* **Provided entries**:
+ + + +
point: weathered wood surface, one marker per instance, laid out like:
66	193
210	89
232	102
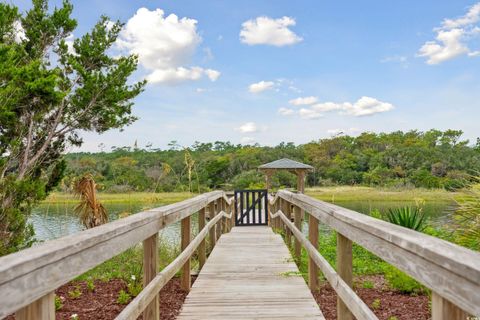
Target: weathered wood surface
451	271
32	273
151	291
250	275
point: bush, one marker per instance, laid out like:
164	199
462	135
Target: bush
400	281
408	217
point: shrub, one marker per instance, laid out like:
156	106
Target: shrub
123	297
402	282
408	217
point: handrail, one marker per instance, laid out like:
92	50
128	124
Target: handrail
33	273
137	305
359	309
451	271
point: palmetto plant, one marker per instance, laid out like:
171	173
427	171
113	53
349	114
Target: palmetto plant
90	211
409	217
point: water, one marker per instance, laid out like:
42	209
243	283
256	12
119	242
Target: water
52	221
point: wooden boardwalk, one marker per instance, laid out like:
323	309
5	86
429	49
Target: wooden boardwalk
250	274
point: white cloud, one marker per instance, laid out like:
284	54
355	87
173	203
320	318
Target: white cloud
260	86
336	132
19	32
212	74
265	30
364	106
452	38
164	45
248	127
309	114
247	141
302	101
286	111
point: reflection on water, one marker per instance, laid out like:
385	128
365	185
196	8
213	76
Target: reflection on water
52	221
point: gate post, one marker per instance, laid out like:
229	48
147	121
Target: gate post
202	248
298	225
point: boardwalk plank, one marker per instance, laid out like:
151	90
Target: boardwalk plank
250	275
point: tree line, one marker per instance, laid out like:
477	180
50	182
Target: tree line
431	159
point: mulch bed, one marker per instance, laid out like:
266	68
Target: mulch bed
102	302
392	303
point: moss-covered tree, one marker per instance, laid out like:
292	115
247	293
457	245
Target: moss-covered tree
49	91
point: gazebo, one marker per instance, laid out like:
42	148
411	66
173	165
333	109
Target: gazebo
298	168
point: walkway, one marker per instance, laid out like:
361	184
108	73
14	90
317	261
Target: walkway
250	275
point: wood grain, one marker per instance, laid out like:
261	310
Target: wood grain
250	275
32	273
448	269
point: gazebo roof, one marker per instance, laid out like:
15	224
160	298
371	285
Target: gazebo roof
285	164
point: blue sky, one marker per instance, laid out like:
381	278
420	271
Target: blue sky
358	65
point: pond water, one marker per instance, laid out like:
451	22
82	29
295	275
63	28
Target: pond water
52	221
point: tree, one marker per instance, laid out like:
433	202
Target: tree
49	91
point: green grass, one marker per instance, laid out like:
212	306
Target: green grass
355	193
144	197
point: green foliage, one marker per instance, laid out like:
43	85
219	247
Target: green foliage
90	285
467	217
75	293
58	303
123	297
408	217
49	93
400	281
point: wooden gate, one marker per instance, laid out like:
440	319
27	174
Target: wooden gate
251	208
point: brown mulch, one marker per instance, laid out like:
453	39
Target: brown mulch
102	302
392	303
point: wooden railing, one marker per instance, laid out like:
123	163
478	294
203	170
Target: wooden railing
29	278
450	271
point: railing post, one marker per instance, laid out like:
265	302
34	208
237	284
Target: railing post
288	234
41	309
312	267
202	248
233	208
186	237
211	234
344	267
218	226
298	225
150	260
442	309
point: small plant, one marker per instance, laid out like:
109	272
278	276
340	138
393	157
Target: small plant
401	281
58	303
123	297
90	285
376	304
75	294
409	217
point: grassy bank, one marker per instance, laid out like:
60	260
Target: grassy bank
+ + + +
* **Activity**: Go through the listing, find each line with the word "grassy", and copy it.

* **Exercise answer**:
point: grassy bank, one marker per instance, laid out like:
Target: grassy bank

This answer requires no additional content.